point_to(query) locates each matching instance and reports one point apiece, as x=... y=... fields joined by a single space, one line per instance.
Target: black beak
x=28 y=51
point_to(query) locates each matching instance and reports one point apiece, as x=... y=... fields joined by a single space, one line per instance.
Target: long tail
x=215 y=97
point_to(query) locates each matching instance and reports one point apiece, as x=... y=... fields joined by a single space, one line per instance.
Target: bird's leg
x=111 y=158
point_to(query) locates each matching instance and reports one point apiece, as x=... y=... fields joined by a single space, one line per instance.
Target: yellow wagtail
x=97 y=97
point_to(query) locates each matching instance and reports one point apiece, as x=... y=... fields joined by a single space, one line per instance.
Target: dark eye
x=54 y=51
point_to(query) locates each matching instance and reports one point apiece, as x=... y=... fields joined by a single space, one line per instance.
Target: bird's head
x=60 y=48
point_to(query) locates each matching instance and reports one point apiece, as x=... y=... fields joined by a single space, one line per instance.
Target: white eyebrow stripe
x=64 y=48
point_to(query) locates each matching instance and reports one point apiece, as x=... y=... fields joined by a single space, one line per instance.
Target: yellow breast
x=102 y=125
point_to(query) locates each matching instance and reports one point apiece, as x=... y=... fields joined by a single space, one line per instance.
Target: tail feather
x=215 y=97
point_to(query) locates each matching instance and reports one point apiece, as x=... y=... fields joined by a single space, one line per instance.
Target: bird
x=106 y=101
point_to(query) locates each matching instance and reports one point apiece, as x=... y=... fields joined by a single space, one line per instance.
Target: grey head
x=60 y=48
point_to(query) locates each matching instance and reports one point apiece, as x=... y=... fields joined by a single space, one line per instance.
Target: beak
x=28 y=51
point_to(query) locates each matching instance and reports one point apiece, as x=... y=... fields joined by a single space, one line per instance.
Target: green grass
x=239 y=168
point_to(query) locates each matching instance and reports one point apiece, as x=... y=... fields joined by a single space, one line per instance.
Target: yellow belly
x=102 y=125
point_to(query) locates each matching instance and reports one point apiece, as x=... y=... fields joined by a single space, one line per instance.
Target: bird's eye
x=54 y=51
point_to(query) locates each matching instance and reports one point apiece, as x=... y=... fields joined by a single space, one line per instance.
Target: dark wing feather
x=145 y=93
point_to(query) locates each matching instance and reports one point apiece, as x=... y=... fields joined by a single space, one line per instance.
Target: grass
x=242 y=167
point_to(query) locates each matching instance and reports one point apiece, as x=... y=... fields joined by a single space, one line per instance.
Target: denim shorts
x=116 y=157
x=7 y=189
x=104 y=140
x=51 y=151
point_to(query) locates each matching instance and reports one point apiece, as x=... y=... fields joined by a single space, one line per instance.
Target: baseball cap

◆ ◆ ◆ ◆

### Your goal
Quote every line of the data, word for word.

### Answer below
point_to(query) locates each matching instance and reports one point apiece, as x=... y=... fields joined by a single space, one line per instance.
Target: black beak
x=28 y=51
point_to(query) locates each matching instance and reports one point apiece, as x=... y=... fields joined by a single space, one line per instance.
Target: long tail
x=215 y=97
point_to(query) locates each matching instance and reports one point apiece, as x=... y=... fields joined by a single space, one line per instance.
Target: bird's leg
x=111 y=158
point_to(query) locates each matching instance and reports one point apiece, as x=... y=... fields joined by a single space, one line per instance.
Target: yellow wagtail
x=97 y=97
point_to(query) locates each matching instance and reports one point apiece, as x=... y=... fields joined by a single space, one line per instance.
Target: dark eye
x=54 y=51
point_to(query) locates each matching instance and reports one point apiece, as x=... y=... fields joined by a single space, one line per instance.
Target: bird's head
x=60 y=48
point_to(query) locates each matching instance and reports one point apiece, as x=... y=... fields joined by a single space, one line per instance.
Target: white eyebrow stripe
x=64 y=48
point_to(query) locates each matching instance and reports one point apiece, as x=... y=... fields joined by a single space, one line per instance.
Target: yellow breast
x=102 y=125
point_to(query) locates each matching instance and reports one point apiece, as x=... y=... fields joined by a single space, one line per instance.
Target: tail feather
x=215 y=97
point_to(query) locates each matching instance and reports one point apiece, as x=... y=... fields joined by a single space, one line per instance.
Target: bird
x=106 y=101
point_to(query) locates each matching instance and reports one point apiece, as x=... y=... fields joined by a single space, one line per instance.
Target: grey head
x=60 y=48
point_to(query) locates each matching instance and reports one point apiece, as x=... y=... fields joined by a single space, one line per instance.
Target: beak
x=28 y=51
point_to(query) locates each matching instance and reports one point apiece, as x=... y=... fields joined by a single space, one line per instance.
Target: green grass
x=239 y=168
point_to(query) locates each matching instance and reports one point apiece, as x=... y=... fields joined by a single space, one line per instance.
Target: yellow belly
x=102 y=125
point_to(query) locates each matching instance and reports one point apiece, as x=... y=... fields joined by a single space, one line per instance.
Target: bird's eye
x=54 y=51
point_to(query) locates each matching instance and reports one point apiece, as x=... y=... fields joined by a single space, one line per instance.
Target: dark wing feather
x=145 y=93
point_to(query) locates each matching instance and reports one point apiece, as x=... y=... fields joined by a single space, one line per instance.
Target: grass
x=242 y=167
point_to(query) locates each matching instance and reports one point apiece, as x=... y=... fields joined by a single space, one line per instance.
Target: denim shorts
x=116 y=157
x=7 y=189
x=104 y=140
x=51 y=151
point_to(query) locates each matching instance and reports one point apiece, as x=... y=... fields joined by a single space, one line per instance.
Target: baseball cap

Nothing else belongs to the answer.